#### Problem requirements
Render the part of the records that opens with the line containing "Exercise. Annotate the road" and runs to the end of the records as a Markdown table with two columns, Row and Line. Number each row and leave out blank lines.

#### Raw records
========================================

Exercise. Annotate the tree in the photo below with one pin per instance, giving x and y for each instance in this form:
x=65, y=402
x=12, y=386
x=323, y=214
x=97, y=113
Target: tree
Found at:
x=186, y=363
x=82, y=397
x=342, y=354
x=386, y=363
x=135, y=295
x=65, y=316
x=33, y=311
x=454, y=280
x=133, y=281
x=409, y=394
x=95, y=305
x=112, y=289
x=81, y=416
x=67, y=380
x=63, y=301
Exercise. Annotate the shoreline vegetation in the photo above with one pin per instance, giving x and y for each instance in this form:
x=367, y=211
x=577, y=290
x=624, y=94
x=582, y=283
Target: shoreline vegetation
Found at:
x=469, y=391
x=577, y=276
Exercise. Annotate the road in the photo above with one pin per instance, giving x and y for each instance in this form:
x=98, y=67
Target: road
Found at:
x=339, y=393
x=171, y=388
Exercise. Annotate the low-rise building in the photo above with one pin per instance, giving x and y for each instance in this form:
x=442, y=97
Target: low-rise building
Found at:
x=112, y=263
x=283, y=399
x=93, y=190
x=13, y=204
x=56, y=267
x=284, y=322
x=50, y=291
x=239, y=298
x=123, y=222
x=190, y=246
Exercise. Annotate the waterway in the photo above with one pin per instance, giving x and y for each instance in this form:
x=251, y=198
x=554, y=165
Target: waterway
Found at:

========================================

#### Solution to this task
| Row | Line |
|---|---|
| 1 | Exercise. Annotate the road in the photo above with one pin per instance, giving x and y for each instance in this form: |
| 2 | x=98, y=67 |
| 3 | Target: road |
| 4 | Found at: |
| 5 | x=339, y=393 |
| 6 | x=171, y=388 |
| 7 | Exercise. Annotate the low-rise building in the photo above with one pin per instance, giving x and y for each instance in this form: |
| 8 | x=442, y=97 |
| 9 | Target: low-rise building |
| 10 | Found at: |
| 11 | x=112, y=263 |
| 12 | x=283, y=399 |
| 13 | x=93, y=190 |
| 14 | x=13, y=204 |
| 15 | x=56, y=267 |
| 16 | x=284, y=322 |
| 17 | x=50, y=291 |
| 18 | x=239, y=298 |
| 19 | x=123, y=222 |
| 20 | x=190, y=246 |
| 21 | Exercise. Annotate the waterway in the photo above with one pin per instance, giving x and y for each instance in this form: |
| 22 | x=251, y=198 |
| 23 | x=554, y=165 |
| 24 | Target: waterway |
| 25 | Found at: |